WORK TO DO » Output every entry exactly as written.

■ ■ ■

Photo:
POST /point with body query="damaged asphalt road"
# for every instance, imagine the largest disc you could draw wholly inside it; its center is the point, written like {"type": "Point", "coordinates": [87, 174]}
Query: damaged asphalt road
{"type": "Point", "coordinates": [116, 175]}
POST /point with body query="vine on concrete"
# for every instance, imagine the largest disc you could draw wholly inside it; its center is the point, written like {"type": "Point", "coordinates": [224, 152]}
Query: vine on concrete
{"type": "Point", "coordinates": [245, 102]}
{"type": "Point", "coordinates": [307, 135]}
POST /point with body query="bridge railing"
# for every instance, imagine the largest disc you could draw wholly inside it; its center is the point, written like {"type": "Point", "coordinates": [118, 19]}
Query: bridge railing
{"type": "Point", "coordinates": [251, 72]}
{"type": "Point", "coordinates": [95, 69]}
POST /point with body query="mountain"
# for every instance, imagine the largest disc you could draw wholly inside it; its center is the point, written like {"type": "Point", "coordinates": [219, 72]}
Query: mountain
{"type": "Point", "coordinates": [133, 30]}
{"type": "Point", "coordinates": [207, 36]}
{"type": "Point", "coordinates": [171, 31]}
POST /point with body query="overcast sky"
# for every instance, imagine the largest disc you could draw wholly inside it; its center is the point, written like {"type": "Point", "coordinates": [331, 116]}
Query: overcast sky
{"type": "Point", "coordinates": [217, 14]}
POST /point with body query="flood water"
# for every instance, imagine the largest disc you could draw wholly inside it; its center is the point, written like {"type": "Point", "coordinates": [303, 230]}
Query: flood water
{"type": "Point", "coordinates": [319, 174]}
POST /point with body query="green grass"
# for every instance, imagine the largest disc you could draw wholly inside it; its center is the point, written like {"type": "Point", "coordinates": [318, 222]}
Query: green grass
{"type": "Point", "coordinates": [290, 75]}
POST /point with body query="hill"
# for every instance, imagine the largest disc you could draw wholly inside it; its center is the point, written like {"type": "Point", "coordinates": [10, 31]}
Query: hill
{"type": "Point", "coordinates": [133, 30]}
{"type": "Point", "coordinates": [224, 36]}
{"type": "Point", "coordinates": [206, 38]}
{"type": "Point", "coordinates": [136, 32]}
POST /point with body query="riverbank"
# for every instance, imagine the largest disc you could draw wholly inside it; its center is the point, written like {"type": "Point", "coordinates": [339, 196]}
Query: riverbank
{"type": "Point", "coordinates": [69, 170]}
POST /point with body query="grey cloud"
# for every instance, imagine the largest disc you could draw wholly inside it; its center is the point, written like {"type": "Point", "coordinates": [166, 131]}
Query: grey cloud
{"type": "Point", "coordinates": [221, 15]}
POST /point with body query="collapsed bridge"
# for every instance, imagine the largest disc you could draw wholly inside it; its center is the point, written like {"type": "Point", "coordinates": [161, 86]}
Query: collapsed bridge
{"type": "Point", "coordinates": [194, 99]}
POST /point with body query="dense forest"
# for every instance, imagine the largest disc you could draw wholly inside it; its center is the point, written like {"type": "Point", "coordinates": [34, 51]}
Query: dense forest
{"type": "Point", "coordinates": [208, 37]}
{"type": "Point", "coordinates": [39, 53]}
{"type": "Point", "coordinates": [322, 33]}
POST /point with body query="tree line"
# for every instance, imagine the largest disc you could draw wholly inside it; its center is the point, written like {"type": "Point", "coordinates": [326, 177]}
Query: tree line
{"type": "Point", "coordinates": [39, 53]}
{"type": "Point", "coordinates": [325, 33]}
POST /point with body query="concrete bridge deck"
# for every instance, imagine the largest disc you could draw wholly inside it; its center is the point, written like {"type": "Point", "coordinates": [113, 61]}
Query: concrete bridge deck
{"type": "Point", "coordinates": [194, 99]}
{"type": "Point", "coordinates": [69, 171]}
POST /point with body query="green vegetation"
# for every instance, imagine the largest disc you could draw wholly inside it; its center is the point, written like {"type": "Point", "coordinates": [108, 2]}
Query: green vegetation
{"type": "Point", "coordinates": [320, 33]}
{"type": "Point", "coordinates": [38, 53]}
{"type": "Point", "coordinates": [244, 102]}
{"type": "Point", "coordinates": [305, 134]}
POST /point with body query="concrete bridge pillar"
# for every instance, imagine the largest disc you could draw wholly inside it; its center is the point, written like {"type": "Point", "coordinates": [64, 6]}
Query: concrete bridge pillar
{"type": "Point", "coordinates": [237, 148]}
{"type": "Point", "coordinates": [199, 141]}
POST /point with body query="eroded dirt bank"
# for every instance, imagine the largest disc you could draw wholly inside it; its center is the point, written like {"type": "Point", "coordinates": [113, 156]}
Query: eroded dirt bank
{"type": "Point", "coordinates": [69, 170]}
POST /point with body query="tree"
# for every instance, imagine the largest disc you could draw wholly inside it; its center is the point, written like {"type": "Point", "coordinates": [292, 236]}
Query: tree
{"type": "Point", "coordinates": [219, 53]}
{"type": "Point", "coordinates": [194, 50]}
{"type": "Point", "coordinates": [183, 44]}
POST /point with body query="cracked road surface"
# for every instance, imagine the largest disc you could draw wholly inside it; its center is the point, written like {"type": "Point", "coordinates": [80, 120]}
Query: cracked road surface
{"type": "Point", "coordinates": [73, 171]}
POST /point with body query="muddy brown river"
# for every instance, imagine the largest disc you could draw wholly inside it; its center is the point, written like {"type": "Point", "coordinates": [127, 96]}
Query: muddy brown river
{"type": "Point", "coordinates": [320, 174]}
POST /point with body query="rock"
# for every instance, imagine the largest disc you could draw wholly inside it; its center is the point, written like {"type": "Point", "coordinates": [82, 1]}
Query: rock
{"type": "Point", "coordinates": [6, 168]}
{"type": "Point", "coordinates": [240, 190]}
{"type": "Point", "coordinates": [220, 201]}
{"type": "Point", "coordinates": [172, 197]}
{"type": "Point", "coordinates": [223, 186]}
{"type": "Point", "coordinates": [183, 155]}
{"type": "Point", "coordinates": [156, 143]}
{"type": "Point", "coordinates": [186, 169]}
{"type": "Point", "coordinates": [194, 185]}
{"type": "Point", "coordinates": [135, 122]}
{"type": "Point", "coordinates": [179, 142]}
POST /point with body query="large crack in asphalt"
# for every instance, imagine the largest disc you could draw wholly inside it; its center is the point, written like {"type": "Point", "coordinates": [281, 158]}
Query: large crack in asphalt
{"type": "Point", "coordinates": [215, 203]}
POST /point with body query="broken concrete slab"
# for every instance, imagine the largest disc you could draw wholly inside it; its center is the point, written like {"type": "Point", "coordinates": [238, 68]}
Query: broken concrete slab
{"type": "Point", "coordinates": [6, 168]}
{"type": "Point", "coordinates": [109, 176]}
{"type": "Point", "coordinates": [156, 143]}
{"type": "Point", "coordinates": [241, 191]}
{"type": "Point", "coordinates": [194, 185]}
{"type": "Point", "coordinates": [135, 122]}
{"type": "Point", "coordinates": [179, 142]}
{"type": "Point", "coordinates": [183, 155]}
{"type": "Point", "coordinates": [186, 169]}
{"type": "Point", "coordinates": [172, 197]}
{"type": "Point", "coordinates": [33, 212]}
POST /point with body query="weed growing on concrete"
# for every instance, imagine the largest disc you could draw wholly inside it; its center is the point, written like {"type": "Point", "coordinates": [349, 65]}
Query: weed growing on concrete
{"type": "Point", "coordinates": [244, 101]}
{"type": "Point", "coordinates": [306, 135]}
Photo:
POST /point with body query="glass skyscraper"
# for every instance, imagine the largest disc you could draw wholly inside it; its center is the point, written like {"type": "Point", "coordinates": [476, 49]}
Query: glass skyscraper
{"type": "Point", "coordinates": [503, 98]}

■ ■ ■

OUTPUT OF THE TASK »
Photo:
POST /point with body query="damaged asphalt road"
# for every instance, imagine the largest disc you could draw wholly inside it; its center is the point, written like {"type": "Point", "coordinates": [87, 174]}
Query: damaged asphalt road
{"type": "Point", "coordinates": [116, 175]}
POST /point with body query="vine on concrete"
# for every instance, imagine the largest disc you could draw wholly inside it; its center is the point, written like {"type": "Point", "coordinates": [224, 152]}
Query: vine on concrete
{"type": "Point", "coordinates": [245, 102]}
{"type": "Point", "coordinates": [307, 135]}
POST /point with body query="bridge railing"
# for every instance, imagine the largest disc you could draw wholly inside it; its center is the point, written like {"type": "Point", "coordinates": [118, 19]}
Query: bridge railing
{"type": "Point", "coordinates": [251, 72]}
{"type": "Point", "coordinates": [95, 69]}
POST /point with body query="mountain"
# for every instance, imagine the largest disc you could draw wholly inside it; its center is the point, written like {"type": "Point", "coordinates": [219, 72]}
Query: mountain
{"type": "Point", "coordinates": [133, 30]}
{"type": "Point", "coordinates": [207, 36]}
{"type": "Point", "coordinates": [171, 31]}
POST /point with body query="overcast sky"
# for every instance, imagine the largest disc you could draw wholly inside it; its center is the point, written like {"type": "Point", "coordinates": [331, 116]}
Query: overcast sky
{"type": "Point", "coordinates": [217, 14]}
POST /point with body query="flood water"
# for every instance, imagine the largest disc you could draw wholly inside it; its center is the point, written like {"type": "Point", "coordinates": [303, 230]}
Query: flood water
{"type": "Point", "coordinates": [319, 174]}
POST /point with body query="green grass"
# for every instance, imagine the largest disc you could draw wholly inside it; its center is the point, written like {"type": "Point", "coordinates": [318, 222]}
Query: green grass
{"type": "Point", "coordinates": [290, 75]}
POST /point with body query="hill"
# for every instance, imagine the largest disc you could draw wholly inside it; its center is the point, written like {"type": "Point", "coordinates": [10, 31]}
Query: hill
{"type": "Point", "coordinates": [133, 30]}
{"type": "Point", "coordinates": [224, 36]}
{"type": "Point", "coordinates": [206, 38]}
{"type": "Point", "coordinates": [136, 32]}
POST /point with body query="riverbank"
# for every instance, imagine the largest disc you could draw wholly inside it; its center is the point, written like {"type": "Point", "coordinates": [339, 196]}
Query: riverbank
{"type": "Point", "coordinates": [69, 170]}
POST /point with body query="grey cloud"
# for every instance, imagine the largest disc you could draw wholly inside it; its center is the point, written like {"type": "Point", "coordinates": [166, 131]}
Query: grey cloud
{"type": "Point", "coordinates": [221, 15]}
POST /point with body query="collapsed bridge"
# for every instance, imagine the largest disc you could draw wholly inside it; its center is the point, written like {"type": "Point", "coordinates": [161, 86]}
Query: collapsed bridge
{"type": "Point", "coordinates": [194, 99]}
POST /point with body query="dense forest"
# for every instance, imagine the largest disc you could draw wholly inside it; its center is the point, written like {"type": "Point", "coordinates": [34, 51]}
Query: dense forest
{"type": "Point", "coordinates": [208, 37]}
{"type": "Point", "coordinates": [39, 53]}
{"type": "Point", "coordinates": [322, 33]}
POST /point with body query="tree line"
# for every instance, imagine the largest disc you could draw wholly inside it; its center is the point, written like {"type": "Point", "coordinates": [326, 177]}
Query: tree line
{"type": "Point", "coordinates": [39, 53]}
{"type": "Point", "coordinates": [325, 33]}
POST /point with body query="concrete bridge deck"
# for every instance, imagine the largest disc you could draw wholly inside it; its center is the point, written like {"type": "Point", "coordinates": [113, 61]}
Query: concrete bridge deck
{"type": "Point", "coordinates": [194, 99]}
{"type": "Point", "coordinates": [69, 171]}
POST /point with body query="green vegetation"
# for every instance, imagine the largest disc you could draw wholly inside it; its center is the point, written like {"type": "Point", "coordinates": [108, 2]}
Query: green vegetation
{"type": "Point", "coordinates": [320, 33]}
{"type": "Point", "coordinates": [38, 53]}
{"type": "Point", "coordinates": [244, 102]}
{"type": "Point", "coordinates": [305, 134]}
POST /point with body query="concrete bridge pillar"
# for every instance, imagine the largest disc you could draw wholly inside it; its center is the point, written like {"type": "Point", "coordinates": [64, 6]}
Query: concrete bridge pillar
{"type": "Point", "coordinates": [237, 148]}
{"type": "Point", "coordinates": [199, 141]}
POST /point with body query="eroded dirt bank"
# for every instance, imagine the largest disc you could draw wholly inside it; its center is the point, written like {"type": "Point", "coordinates": [113, 156]}
Query: eroded dirt bank
{"type": "Point", "coordinates": [69, 170]}
POST /point with body query="tree"
# for every instance, imagine the largest disc you could draw wholly inside it; its center is the point, written like {"type": "Point", "coordinates": [292, 236]}
Query: tree
{"type": "Point", "coordinates": [219, 53]}
{"type": "Point", "coordinates": [194, 50]}
{"type": "Point", "coordinates": [183, 44]}
POST /point with body query="cracked road surface"
# for every instance, imagine the largest disc you could draw wholly inside it; its center is the point, written like {"type": "Point", "coordinates": [80, 120]}
Query: cracked road surface
{"type": "Point", "coordinates": [73, 171]}
POST /point with body query="muddy brown river"
# for every instance, imagine the largest disc you could draw wholly inside it; its center is the point, written like {"type": "Point", "coordinates": [127, 96]}
Query: muddy brown river
{"type": "Point", "coordinates": [320, 174]}
POST /point with body query="rock"
# for every instance, imagine the largest disc you could draw wholly inside it; its center is the point, written like {"type": "Point", "coordinates": [82, 1]}
Query: rock
{"type": "Point", "coordinates": [6, 168]}
{"type": "Point", "coordinates": [240, 190]}
{"type": "Point", "coordinates": [220, 201]}
{"type": "Point", "coordinates": [172, 197]}
{"type": "Point", "coordinates": [223, 186]}
{"type": "Point", "coordinates": [183, 155]}
{"type": "Point", "coordinates": [156, 143]}
{"type": "Point", "coordinates": [186, 169]}
{"type": "Point", "coordinates": [194, 185]}
{"type": "Point", "coordinates": [135, 122]}
{"type": "Point", "coordinates": [179, 142]}
POST /point with body query="large crack in asphalt"
# for every instance, imagine the largest disc you could draw wholly inside it; its center is the point, written like {"type": "Point", "coordinates": [281, 158]}
Query: large crack in asphalt
{"type": "Point", "coordinates": [215, 203]}
POST /point with body query="broken concrete slab"
# for every instance, imagine the largest disc you could draw wholly inside it; its center is the point, written like {"type": "Point", "coordinates": [238, 68]}
Query: broken concrete slab
{"type": "Point", "coordinates": [6, 168]}
{"type": "Point", "coordinates": [109, 176]}
{"type": "Point", "coordinates": [156, 143]}
{"type": "Point", "coordinates": [241, 191]}
{"type": "Point", "coordinates": [194, 185]}
{"type": "Point", "coordinates": [135, 122]}
{"type": "Point", "coordinates": [179, 142]}
{"type": "Point", "coordinates": [183, 155]}
{"type": "Point", "coordinates": [186, 169]}
{"type": "Point", "coordinates": [172, 197]}
{"type": "Point", "coordinates": [33, 212]}
POST /point with body query="weed growing on concrete"
# for every instance, imagine the largest disc you could draw wholly inside it; its center is the point, written like {"type": "Point", "coordinates": [349, 65]}
Query: weed growing on concrete
{"type": "Point", "coordinates": [244, 101]}
{"type": "Point", "coordinates": [306, 135]}
Photo:
POST /point with body query="glass skyscraper"
# for every instance, imagine the largest disc you could draw wholly inside it; its center is the point, written like {"type": "Point", "coordinates": [476, 49]}
Query: glass skyscraper
{"type": "Point", "coordinates": [503, 98]}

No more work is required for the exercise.